## start Record list

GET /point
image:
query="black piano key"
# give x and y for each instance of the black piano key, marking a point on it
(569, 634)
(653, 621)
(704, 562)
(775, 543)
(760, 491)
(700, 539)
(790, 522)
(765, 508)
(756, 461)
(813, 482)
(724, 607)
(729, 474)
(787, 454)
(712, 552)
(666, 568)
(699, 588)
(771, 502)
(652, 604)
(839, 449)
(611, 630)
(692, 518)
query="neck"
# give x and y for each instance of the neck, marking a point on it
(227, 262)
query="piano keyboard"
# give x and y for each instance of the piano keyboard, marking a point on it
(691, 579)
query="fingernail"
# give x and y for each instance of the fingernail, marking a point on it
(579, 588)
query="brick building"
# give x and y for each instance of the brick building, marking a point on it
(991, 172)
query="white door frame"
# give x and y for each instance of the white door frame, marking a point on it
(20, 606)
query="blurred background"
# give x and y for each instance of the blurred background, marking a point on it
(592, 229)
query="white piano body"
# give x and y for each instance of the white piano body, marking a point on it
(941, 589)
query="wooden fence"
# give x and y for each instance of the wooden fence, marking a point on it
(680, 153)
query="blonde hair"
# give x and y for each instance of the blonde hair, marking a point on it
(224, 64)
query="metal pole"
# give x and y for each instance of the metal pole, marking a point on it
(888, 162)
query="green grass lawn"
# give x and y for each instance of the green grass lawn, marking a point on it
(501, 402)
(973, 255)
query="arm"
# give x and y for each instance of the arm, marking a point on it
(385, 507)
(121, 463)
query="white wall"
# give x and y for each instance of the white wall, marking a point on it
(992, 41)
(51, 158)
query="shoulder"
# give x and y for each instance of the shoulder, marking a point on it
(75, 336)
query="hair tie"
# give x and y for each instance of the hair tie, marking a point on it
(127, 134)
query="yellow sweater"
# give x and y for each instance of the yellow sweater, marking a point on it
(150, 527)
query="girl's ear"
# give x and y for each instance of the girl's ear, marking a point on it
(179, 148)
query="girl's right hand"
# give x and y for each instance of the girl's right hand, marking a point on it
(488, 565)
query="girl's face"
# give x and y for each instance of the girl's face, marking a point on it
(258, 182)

## end Record list
## start Record list

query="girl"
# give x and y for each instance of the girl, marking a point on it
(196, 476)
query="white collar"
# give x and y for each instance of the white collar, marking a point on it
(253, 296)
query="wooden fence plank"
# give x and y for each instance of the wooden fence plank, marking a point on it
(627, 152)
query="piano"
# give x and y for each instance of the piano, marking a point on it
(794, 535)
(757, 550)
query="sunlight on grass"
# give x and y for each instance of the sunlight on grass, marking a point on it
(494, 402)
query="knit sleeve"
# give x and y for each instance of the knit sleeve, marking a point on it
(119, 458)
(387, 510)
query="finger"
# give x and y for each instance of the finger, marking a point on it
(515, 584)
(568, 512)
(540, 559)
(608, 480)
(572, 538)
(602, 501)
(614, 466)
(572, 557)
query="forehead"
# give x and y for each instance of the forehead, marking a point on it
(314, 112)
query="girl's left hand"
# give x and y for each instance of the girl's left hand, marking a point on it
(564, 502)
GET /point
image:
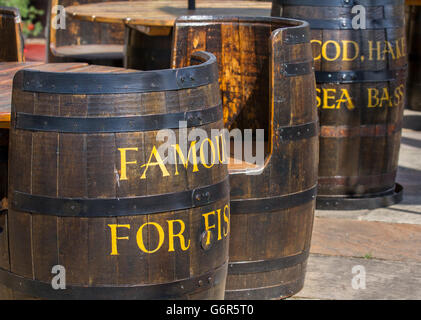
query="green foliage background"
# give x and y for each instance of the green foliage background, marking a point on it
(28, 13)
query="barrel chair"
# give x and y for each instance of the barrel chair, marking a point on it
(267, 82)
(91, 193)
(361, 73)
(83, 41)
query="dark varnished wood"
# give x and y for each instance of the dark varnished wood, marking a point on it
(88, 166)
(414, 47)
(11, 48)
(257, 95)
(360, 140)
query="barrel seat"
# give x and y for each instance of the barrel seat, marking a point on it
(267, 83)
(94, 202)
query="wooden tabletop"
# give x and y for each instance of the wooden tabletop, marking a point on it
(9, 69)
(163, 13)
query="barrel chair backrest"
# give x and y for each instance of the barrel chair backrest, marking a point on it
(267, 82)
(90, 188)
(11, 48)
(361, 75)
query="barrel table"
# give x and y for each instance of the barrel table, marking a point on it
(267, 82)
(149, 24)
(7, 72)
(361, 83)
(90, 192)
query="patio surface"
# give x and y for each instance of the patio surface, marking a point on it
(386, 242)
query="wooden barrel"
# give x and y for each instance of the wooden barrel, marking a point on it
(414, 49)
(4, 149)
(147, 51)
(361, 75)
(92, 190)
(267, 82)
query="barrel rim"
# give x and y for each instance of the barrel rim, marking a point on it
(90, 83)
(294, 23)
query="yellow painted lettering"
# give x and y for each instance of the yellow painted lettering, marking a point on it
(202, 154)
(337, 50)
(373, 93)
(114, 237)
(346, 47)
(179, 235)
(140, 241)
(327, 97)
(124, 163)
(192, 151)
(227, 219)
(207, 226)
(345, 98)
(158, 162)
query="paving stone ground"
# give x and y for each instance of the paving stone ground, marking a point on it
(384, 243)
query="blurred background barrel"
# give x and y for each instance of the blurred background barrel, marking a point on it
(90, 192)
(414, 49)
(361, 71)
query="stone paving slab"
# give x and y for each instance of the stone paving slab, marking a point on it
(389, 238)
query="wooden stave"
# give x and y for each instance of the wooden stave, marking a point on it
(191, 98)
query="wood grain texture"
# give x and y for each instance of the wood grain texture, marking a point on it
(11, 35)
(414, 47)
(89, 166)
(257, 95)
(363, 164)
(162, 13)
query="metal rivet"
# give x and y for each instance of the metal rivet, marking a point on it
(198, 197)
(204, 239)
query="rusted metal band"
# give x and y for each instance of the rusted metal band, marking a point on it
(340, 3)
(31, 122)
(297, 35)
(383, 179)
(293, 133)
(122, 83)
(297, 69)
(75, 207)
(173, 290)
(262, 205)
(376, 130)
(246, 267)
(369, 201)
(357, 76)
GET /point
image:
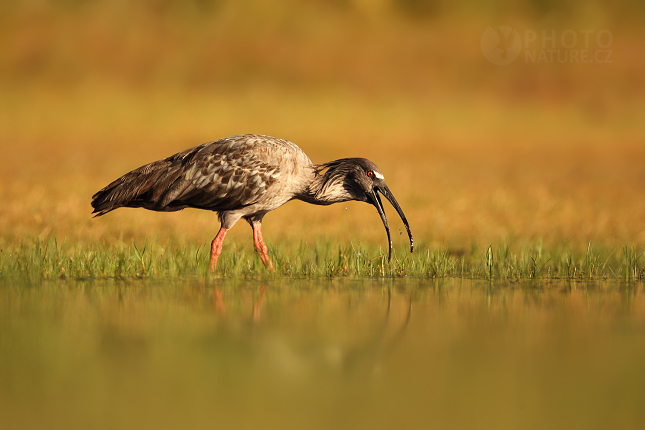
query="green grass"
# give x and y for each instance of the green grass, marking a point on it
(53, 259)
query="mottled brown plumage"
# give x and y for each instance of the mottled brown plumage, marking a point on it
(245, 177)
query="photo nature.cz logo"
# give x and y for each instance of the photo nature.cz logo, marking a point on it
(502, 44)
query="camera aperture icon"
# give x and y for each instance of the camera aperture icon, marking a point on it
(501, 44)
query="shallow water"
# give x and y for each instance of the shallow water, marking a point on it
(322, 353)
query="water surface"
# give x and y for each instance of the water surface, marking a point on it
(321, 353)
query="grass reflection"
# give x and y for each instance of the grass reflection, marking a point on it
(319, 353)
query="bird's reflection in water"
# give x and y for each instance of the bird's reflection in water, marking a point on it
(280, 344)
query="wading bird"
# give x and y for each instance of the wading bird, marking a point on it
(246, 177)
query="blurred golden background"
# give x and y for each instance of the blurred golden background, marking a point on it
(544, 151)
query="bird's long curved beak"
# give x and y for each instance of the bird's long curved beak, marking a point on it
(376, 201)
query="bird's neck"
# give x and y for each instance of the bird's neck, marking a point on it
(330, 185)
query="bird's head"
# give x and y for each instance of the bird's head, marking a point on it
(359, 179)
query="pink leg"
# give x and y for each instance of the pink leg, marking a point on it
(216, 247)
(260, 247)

## end Record list

State only the number of lines in the entries above that contain the word "rusted".

§ Complete answer
2